* TASK BRIEF
Pull out every line of the data below that contains the string "child", matching case exactly, and list those lines in their original order.

* THE DATA
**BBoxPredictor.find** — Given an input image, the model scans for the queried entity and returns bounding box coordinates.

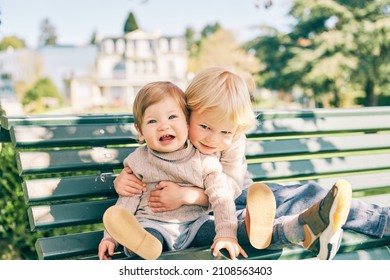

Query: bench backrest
[2,107,390,259]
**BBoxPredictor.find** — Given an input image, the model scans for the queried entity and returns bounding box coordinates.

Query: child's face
[189,111,237,155]
[138,97,188,153]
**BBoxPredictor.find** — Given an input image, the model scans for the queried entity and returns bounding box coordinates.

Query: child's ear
[135,125,145,143]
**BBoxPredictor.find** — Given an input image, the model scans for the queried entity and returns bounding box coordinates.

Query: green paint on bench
[0,107,390,260]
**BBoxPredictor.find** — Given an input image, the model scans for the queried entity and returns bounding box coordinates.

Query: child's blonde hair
[185,67,257,133]
[133,81,189,131]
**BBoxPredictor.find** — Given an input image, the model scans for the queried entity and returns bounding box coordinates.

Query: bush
[0,144,36,259]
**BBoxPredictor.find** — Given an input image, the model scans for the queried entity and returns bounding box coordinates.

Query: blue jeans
[192,182,390,249]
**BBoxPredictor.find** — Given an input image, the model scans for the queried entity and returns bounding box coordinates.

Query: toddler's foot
[103,206,162,260]
[245,183,276,249]
[298,180,352,260]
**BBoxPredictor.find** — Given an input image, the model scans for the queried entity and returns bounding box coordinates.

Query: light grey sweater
[104,141,241,243]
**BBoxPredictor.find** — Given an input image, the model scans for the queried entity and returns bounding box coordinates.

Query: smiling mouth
[201,143,215,150]
[160,135,175,142]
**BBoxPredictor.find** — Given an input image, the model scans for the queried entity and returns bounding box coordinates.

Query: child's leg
[103,206,162,260]
[274,180,352,260]
[266,182,390,237]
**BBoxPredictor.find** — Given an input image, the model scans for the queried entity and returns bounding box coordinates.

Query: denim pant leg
[190,216,249,247]
[123,228,167,258]
[267,182,389,249]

* FULL OUTPUT
Query: child's face
Query: child's ear
Query: child's blonde hair
Query: child's leg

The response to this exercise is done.